CHALLENGE => Could you return the listing below word for word, with every line unchanged?

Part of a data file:
★ ★ ★
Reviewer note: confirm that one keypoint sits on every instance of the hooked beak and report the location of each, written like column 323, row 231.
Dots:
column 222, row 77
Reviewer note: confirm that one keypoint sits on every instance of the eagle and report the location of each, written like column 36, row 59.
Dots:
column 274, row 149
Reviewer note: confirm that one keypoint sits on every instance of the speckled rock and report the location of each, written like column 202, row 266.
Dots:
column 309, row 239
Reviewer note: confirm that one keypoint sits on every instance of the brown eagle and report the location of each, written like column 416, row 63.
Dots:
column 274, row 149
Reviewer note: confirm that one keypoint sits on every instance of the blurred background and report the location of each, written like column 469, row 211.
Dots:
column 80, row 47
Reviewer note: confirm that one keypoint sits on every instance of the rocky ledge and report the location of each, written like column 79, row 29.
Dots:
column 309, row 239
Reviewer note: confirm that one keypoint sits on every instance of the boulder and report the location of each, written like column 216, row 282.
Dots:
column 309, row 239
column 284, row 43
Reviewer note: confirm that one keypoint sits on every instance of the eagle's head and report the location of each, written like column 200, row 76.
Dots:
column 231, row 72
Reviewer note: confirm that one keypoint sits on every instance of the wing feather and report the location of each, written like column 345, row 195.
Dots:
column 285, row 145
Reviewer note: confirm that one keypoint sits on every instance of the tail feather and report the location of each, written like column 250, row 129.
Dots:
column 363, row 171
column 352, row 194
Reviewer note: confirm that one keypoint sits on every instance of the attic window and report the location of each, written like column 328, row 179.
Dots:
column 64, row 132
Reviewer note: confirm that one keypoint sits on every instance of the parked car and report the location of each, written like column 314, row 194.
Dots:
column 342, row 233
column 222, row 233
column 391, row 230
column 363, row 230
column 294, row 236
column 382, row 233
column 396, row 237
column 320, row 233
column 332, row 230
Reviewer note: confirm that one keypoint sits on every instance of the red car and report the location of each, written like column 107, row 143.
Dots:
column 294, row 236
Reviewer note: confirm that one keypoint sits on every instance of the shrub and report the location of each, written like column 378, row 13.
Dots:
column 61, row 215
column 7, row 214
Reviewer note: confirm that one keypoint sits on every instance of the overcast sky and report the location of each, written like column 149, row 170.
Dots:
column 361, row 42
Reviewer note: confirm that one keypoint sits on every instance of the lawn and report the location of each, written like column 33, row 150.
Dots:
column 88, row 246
★ ★ ★
RESPONSE =>
Reviewer note: confirm that one keypoint sits on every instance of the hooked beak and report the location of each, written like column 323, row 231.
Dots:
column 222, row 77
Reviewer note: confirm that one keypoint sits on every instance of the eagle and report the location of each, written like column 36, row 59.
Dots:
column 274, row 149
Reviewer note: confirm that one keypoint sits on every instance of the speckled rock and report the location of each, written like column 202, row 266.
Dots:
column 309, row 239
Reviewer note: confirm that one keypoint sits on every instance of the brown eagle and report the location of each, written like column 416, row 63.
Dots:
column 274, row 149
Reviewer note: confirm that one keypoint sits on every instance of the blurred background and report the location of each, written like column 469, row 211.
Dots:
column 80, row 47
Reviewer note: confirm that one keypoint sits on every instance of the rocky ledge and report the location of each, written like column 79, row 29.
Dots:
column 309, row 239
Reviewer note: confirm that one keypoint sits on every instance of the boulder and report the location of each, written like column 216, row 282.
Dots:
column 309, row 239
column 284, row 43
Reviewer note: confirm that one keypoint sits on every instance of the eagle's head and report the location of each, written like column 200, row 76.
Dots:
column 231, row 72
Reviewer note: confirm that one keypoint sits on every instance of the wing feather and report the location of each, written like column 345, row 195.
Dots:
column 285, row 145
Reviewer note: confirm that one keypoint sits on every instance of the tail feather and report the location of each, written like column 250, row 129.
Dots:
column 363, row 171
column 352, row 194
Reviewer note: confirm that one keypoint sits on every instance of the attic window and report the location of each, written like column 328, row 179.
Dots:
column 64, row 132
Reviewer note: confirm that one keypoint sits on every instance of the parked car and report the location of each, written like column 314, row 194.
Dots:
column 342, row 233
column 222, row 233
column 391, row 230
column 363, row 230
column 294, row 236
column 382, row 233
column 396, row 237
column 320, row 233
column 332, row 230
Reviewer note: confirm that one keypoint sits on every instance of the red car and report the location of each, written like column 107, row 143.
Dots:
column 294, row 236
Reviewer note: confirm that one keypoint sits on every instance of the shrub and report the location of each, written like column 378, row 13.
Dots:
column 61, row 215
column 7, row 214
Reviewer note: confirm that one keypoint sits on every instance of the overcast sky and report the location of each, written like column 149, row 170.
Dots:
column 361, row 42
Reviewer note: confirm that one keypoint sits on every instance of the lawn and report the location of each, written like column 33, row 150.
Dots:
column 88, row 246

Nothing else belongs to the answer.